** begin Input records **

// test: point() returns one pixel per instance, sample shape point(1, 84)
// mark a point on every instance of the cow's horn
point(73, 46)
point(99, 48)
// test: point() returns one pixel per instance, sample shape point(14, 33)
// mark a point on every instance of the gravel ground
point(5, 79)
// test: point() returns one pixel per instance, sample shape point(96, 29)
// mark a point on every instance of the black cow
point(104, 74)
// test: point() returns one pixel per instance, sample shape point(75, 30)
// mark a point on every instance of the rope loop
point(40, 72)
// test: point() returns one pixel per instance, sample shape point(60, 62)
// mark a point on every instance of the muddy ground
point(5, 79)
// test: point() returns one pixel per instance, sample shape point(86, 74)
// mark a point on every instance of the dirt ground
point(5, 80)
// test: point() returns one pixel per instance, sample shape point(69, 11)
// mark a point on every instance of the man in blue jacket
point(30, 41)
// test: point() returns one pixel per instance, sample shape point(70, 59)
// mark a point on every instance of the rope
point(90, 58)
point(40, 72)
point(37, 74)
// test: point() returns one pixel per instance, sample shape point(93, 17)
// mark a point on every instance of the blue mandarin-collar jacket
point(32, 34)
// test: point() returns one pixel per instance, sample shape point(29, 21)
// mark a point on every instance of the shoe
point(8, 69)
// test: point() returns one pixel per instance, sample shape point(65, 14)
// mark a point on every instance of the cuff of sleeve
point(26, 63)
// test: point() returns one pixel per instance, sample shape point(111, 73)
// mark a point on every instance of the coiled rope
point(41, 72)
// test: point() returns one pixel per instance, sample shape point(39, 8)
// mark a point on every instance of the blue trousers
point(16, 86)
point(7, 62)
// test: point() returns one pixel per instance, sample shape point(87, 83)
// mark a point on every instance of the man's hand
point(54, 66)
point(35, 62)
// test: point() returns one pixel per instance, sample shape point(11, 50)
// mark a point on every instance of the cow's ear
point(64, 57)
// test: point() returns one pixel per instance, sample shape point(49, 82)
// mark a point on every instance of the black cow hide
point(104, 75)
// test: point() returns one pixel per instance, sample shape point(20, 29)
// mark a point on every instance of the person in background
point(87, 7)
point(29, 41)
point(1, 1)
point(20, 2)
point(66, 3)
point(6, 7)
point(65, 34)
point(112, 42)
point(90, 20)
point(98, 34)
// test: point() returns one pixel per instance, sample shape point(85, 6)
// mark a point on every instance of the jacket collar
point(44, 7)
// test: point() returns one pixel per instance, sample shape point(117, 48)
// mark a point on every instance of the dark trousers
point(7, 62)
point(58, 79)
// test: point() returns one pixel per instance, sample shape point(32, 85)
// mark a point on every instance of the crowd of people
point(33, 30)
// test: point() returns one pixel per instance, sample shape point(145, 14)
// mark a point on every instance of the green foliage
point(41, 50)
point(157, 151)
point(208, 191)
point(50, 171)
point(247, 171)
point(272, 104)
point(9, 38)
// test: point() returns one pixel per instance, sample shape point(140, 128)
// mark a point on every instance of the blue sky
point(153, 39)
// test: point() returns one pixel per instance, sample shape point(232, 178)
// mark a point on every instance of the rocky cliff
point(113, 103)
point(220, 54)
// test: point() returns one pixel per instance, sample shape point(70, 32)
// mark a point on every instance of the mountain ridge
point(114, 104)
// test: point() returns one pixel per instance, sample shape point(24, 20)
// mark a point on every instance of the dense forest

** end Input records **

Exercise. Write out again the lines from the one with "shape point(39, 8)" to the one with "point(104, 75)", both ends included, and add 146 to each coordinate in the answers only.

Exercise solution.
// test: point() returns one pixel per instance, sample shape point(39, 8)
// mark a point on every instance of the blue trousers
point(162, 232)
point(153, 208)
// test: point() returns one pixel per instance, sample shape point(87, 83)
// mark a point on every instance of the man's hand
point(200, 212)
point(181, 208)
// test: point() returns one pixel per instance, sample shape point(11, 50)
// mark a point on every instance of the cow's ear
point(210, 203)
// test: point() returns one pixel per instance, sample shape point(49, 82)
// mark a point on every instance of the black cow hide
point(250, 221)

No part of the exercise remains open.